_EXTRAIT DU TEXTE_

___

S'il me lisait, Teulé, il se foutrait de ma gueule, et Bad François aussi, qui écrit sur leportillon.com et dont j'ai aimé le papier sur Teulé — de même que ses autres pages, malgré les airs méchants qu'il se donne.
Pour sa maman. |
Alain Baraton, lui, c'est un gentil. Jardinier-en-chef du parc de Versailles, il vit depuis trente ans une histoire d'amour avec ses arbres et vient même d'écrire un livre sur son idylle. Le parc du château, je croyais bien le connaître pour le sillonner souvent à vélo, de préférence dans sa partie sauvage ; eh bien je n'avais rien vu. Le jardinier de Versailles (Grasset) m'a tout raconté, la grande Histoire et les petites, des rois jusqu'à nos jours — le présent n'étant pas la partie la moins riche. Le charmant recueil d'anecdotes attendu, qui tient ses promesses, est pourtant éclipsé par l'autoportrait de l'auteur, en adolescent disgracié, puis en adulte heureux, porté par une passion pour son métier. Baraton, autodicacte, esprit libre — il n'aime pas Louis XIV, chose héroïque dans pareil lieu ! — se montre ici aussi attachant que l'art des jardins. On comprendra — on sentira — en le lisant pourquoi les jardiniers, souvent, sont gens heureux ; et moi pour qui un jour sans forêt est un tunnel où j'étouffe, ce qui est dit là de l'influence apaisante des plantes sur l'être humain me comble. En lisant Baraton j'aurais envie de tout lâcher pour le suivre, si un prof n'était pas jardinier, lui aussi...
Volkonautes, veuillez ne pas ébruiter ces propos ! Ils me vaudraient les ricanements de certains intellos à la française, que la nature et l'exercice physique insupportent et qui voient Pétain caché derrière chaque buisson. Si la nature, comme ils le pensent, est de droite, alors, camarades, plaignons la gauche !
À propos, je me demande si ce qui me gêne chez Sartre, que je trouve plutôt sympa par ailleurs, ne serait pas lié à sa chlorophyllophobie aiguë et sa haine du corps. Paradoxal, ce refus de la matière, chez un matérialiste affiché... On dirait que ce cerveau prodigieusement agile par plusieurs côtés se retrouvait, devant certains aspects du réel, infirme, aveugle et sourd.

___

Enregistrements de données:
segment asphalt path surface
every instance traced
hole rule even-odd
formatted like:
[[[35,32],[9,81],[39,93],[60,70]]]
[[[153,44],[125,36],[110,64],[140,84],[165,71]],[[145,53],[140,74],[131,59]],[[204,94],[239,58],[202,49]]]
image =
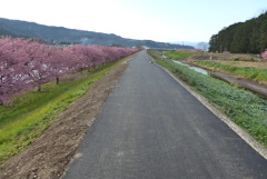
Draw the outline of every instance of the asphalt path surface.
[[[65,179],[266,179],[267,160],[145,51],[129,61]]]

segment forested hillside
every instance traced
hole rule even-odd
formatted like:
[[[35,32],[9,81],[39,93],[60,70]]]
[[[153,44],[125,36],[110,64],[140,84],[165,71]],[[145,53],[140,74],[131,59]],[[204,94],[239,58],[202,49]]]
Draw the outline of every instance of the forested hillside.
[[[41,39],[48,43],[82,43],[117,47],[146,46],[156,49],[194,49],[190,46],[171,44],[152,40],[126,39],[112,33],[50,27],[20,20],[0,18],[0,36]]]
[[[224,28],[211,36],[209,44],[214,52],[261,53],[267,49],[267,12]]]

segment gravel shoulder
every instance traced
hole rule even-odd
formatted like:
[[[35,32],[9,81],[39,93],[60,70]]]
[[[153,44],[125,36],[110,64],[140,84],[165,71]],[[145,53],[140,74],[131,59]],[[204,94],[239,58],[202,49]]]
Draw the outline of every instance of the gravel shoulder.
[[[8,160],[0,178],[60,178],[128,63],[102,78],[27,150]]]

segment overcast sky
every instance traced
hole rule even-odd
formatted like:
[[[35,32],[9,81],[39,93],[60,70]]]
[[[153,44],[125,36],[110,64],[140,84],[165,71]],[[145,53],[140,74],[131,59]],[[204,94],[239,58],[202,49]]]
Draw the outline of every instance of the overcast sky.
[[[156,41],[209,41],[267,0],[0,0],[0,17]]]

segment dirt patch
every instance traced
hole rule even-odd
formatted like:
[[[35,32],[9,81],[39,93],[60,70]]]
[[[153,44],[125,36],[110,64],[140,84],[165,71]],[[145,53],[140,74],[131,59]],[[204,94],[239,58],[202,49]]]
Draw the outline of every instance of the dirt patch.
[[[0,178],[60,178],[127,67],[123,63],[96,82],[27,150],[8,160],[0,169]]]

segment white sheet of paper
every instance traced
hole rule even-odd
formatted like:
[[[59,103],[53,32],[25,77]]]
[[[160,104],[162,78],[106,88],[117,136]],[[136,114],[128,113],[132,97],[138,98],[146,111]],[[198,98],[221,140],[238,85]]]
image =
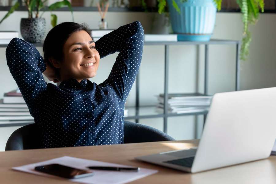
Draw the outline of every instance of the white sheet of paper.
[[[140,170],[137,172],[110,171],[91,170],[91,171],[94,172],[94,176],[78,179],[67,179],[66,178],[63,179],[63,178],[44,173],[34,170],[34,168],[36,166],[53,163],[58,163],[82,169],[87,169],[87,168],[86,167],[93,166],[132,167],[132,166],[129,166],[100,162],[92,160],[83,159],[69,156],[63,156],[44,162],[38,162],[19,167],[13,167],[12,169],[15,170],[25,172],[38,175],[58,178],[60,179],[68,179],[72,182],[89,184],[125,183],[158,172],[158,171],[157,170],[153,170],[141,167]]]
[[[276,155],[276,140],[275,140],[275,142],[274,143],[274,145],[272,148],[272,151],[271,152],[272,155]]]

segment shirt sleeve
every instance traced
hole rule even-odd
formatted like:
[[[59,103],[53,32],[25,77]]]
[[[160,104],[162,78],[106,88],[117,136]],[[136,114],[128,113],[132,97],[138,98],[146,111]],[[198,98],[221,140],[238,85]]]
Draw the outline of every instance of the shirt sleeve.
[[[44,59],[33,45],[18,38],[13,39],[8,45],[6,57],[10,73],[31,114],[35,117],[36,100],[47,87],[42,75],[46,69]]]
[[[120,52],[108,78],[103,83],[111,86],[124,103],[134,82],[142,58],[144,30],[139,21],[120,27],[95,43],[101,58]]]

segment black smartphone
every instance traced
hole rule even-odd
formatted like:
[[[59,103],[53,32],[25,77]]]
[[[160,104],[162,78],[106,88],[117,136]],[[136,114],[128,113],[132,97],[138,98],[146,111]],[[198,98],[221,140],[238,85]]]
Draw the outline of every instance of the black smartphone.
[[[91,176],[94,174],[93,172],[90,171],[79,169],[58,164],[37,166],[35,167],[35,170],[70,179]]]

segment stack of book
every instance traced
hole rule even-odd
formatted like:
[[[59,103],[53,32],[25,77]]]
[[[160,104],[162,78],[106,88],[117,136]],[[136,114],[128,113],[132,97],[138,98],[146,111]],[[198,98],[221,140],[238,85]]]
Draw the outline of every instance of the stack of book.
[[[125,109],[125,116],[128,110]],[[0,124],[34,123],[27,104],[19,90],[5,93],[0,99]]]
[[[113,31],[114,29],[91,29],[89,30],[94,41]],[[144,41],[177,41],[177,35],[169,34],[145,34]]]
[[[107,34],[114,29],[91,29],[89,31],[91,33],[91,36],[94,41],[96,41],[101,37]]]
[[[18,32],[16,31],[1,31],[0,32],[0,44],[8,44],[13,38],[18,37]]]
[[[164,94],[161,94],[157,97],[158,103],[157,111],[163,113],[164,108]],[[212,97],[199,93],[169,94],[168,113],[188,113],[208,111]]]
[[[4,94],[3,99],[0,100],[0,124],[34,122],[34,118],[19,90]]]

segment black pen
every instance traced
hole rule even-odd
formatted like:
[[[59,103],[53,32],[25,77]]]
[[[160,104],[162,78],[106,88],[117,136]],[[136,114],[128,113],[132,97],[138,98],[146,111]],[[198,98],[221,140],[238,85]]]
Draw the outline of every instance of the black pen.
[[[140,167],[105,167],[104,166],[91,166],[87,167],[90,169],[104,170],[105,171],[130,171],[138,172]]]

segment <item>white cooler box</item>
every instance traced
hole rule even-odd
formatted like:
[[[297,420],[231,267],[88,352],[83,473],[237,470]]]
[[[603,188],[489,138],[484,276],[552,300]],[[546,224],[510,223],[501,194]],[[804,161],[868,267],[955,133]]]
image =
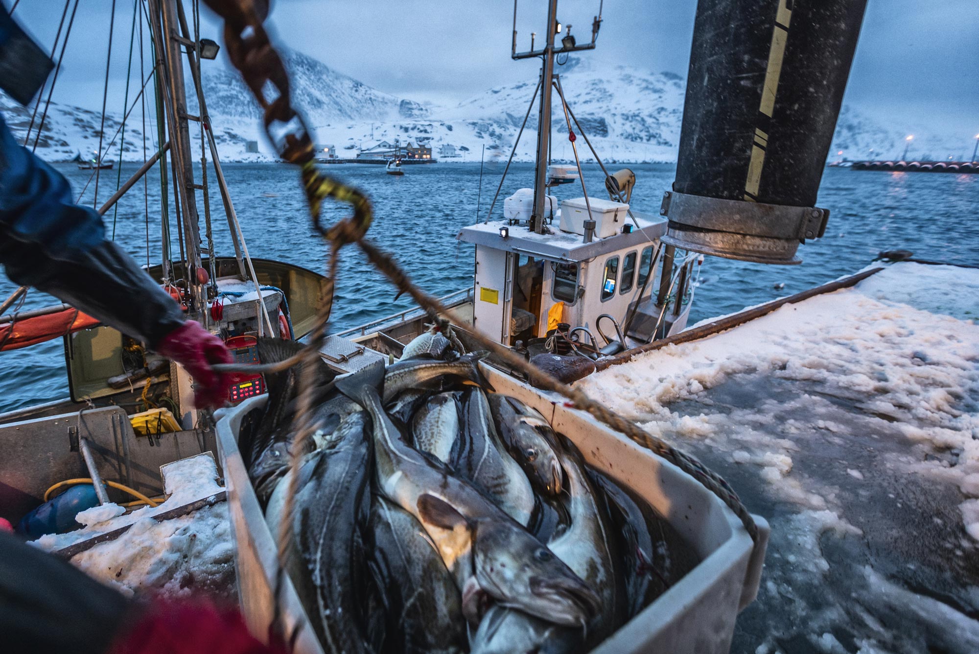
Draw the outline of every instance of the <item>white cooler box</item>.
[[[544,200],[544,217],[551,219],[554,217],[554,210],[557,209],[557,198],[549,195]],[[507,220],[531,219],[534,213],[534,189],[520,189],[512,196],[503,201],[503,217]]]
[[[588,198],[591,219],[595,221],[595,237],[604,239],[615,236],[626,224],[629,205],[601,198]],[[561,231],[584,234],[584,221],[588,219],[584,198],[574,198],[561,203]]]

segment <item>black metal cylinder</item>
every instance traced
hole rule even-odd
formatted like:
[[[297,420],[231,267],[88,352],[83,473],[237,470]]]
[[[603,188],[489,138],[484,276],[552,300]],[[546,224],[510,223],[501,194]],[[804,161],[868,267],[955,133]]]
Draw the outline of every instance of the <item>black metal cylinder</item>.
[[[674,191],[814,207],[865,6],[699,0]],[[723,212],[713,223],[670,215],[671,236],[738,234]]]

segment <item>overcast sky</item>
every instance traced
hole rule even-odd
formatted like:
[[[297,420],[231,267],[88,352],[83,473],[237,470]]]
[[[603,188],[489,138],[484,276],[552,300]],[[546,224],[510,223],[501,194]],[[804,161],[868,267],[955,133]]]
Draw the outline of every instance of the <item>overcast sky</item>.
[[[56,99],[101,106],[112,4],[82,0]],[[120,106],[133,0],[116,5],[110,102]],[[14,16],[50,48],[63,6],[21,0]],[[543,32],[546,3],[519,6],[518,47],[526,49],[532,31]],[[561,0],[559,18],[586,40],[597,8],[598,0]],[[694,0],[605,0],[598,48],[583,56],[685,76],[695,9]],[[217,22],[202,11],[204,35],[220,40]],[[271,24],[279,42],[371,86],[446,103],[536,77],[535,62],[510,60],[512,21],[510,0],[273,0]],[[971,137],[979,132],[977,41],[979,0],[869,0],[846,102]]]

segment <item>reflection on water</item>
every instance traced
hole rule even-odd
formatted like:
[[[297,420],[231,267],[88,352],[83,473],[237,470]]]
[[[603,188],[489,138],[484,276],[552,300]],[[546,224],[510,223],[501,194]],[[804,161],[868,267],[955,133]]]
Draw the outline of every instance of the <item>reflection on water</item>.
[[[73,165],[59,167],[76,192],[89,179],[89,171]],[[136,167],[123,166],[121,178],[128,177]],[[622,166],[609,167],[614,172]],[[673,181],[674,166],[629,167],[636,174],[632,206],[658,213],[662,193]],[[457,243],[455,234],[460,227],[476,221],[477,202],[485,216],[503,171],[502,163],[487,164],[482,193],[479,164],[405,166],[403,177],[385,174],[384,167],[378,165],[334,165],[328,171],[368,194],[376,214],[370,238],[394,253],[420,286],[435,294],[445,294],[472,283],[472,246]],[[101,173],[100,202],[115,190],[117,175],[118,169]],[[275,164],[228,164],[225,175],[253,257],[279,258],[317,271],[324,269],[326,248],[309,226],[295,168]],[[212,182],[212,174],[210,178]],[[585,185],[591,193],[603,190],[597,165],[586,166]],[[231,254],[220,197],[211,186],[216,252]],[[500,216],[503,198],[530,186],[533,166],[513,164],[497,201],[495,217]],[[117,240],[137,260],[156,263],[161,252],[159,178],[151,177],[147,190],[148,197],[144,197],[143,185],[138,184],[119,203],[117,213],[109,211],[107,231],[112,233],[115,220]],[[85,204],[95,204],[93,191],[94,184],[89,184],[82,200]],[[580,197],[581,187],[567,185],[556,192],[559,198]],[[707,257],[691,321],[736,311],[854,272],[881,250],[907,249],[923,258],[979,263],[979,222],[974,217],[977,201],[979,175],[827,168],[817,204],[830,210],[829,225],[822,239],[800,248],[802,265],[774,266]],[[172,216],[172,198],[168,204]],[[346,210],[328,204],[324,214],[328,221],[334,221],[344,216]],[[177,252],[175,233],[171,242]],[[403,297],[396,302],[393,287],[352,250],[343,253],[337,283],[334,330],[410,306]],[[785,286],[775,290],[778,284]],[[0,279],[0,298],[6,298],[14,288],[6,278]],[[25,307],[51,302],[51,298],[32,292]],[[133,298],[133,302],[139,299]],[[0,353],[4,371],[0,376],[0,411],[66,397],[68,382],[62,350],[61,341],[53,341]]]

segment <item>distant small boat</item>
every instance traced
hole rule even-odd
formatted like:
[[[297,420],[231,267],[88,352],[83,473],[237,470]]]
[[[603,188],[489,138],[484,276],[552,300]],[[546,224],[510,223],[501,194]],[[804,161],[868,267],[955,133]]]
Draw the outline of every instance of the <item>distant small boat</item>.
[[[71,161],[78,164],[79,170],[112,170],[113,165],[116,162],[105,162],[99,163],[99,155],[96,152],[92,153],[93,157],[90,160],[82,159],[81,153],[79,152],[74,156]]]
[[[391,160],[390,162],[388,162],[388,165],[386,167],[387,167],[387,173],[389,175],[404,174],[404,170],[401,170],[401,160],[399,159]]]
[[[116,162],[78,162],[79,170],[112,170]]]
[[[578,168],[574,165],[548,165],[547,186],[573,184],[578,181]]]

___

_TRAVAIL DEMANDÉ_
A) Veuillez prélever dans l'extrait le passage qui commence par « À propos, je » et se termine par « aveugle et sourd. », sans rien y changer.
B) Répondez d'après l'extrait :
(i) Depuis combien de temps Alain Baraton vit-il une histoire d'amour avec ses arbres ?
(ii) Chez quel éditeur paraît Le jardinier de Versailles ?
(iii) Quel roi Baraton n'aime-t-il pas ?
Appuyez-vous uniquement sur l'extrait.

_CORRIGÉ_
A)
À propos, je me demande si ce qui me gêne chez Sartre, que je trouve plutôt sympa par ailleurs, ne serait pas lié à sa chlorophyllophobie aiguë et sa haine du corps. Paradoxal, ce refus de la matière, chez un matérialiste affiché... On dirait que ce cerveau prodigieusement agile par plusieurs côtés se retrouvait, devant certains aspects du réel, infirme, aveugle et sourd.

B)
(i) Depuis trente ans.
(ii) Chez Grasset.
(iii) Louis XIV.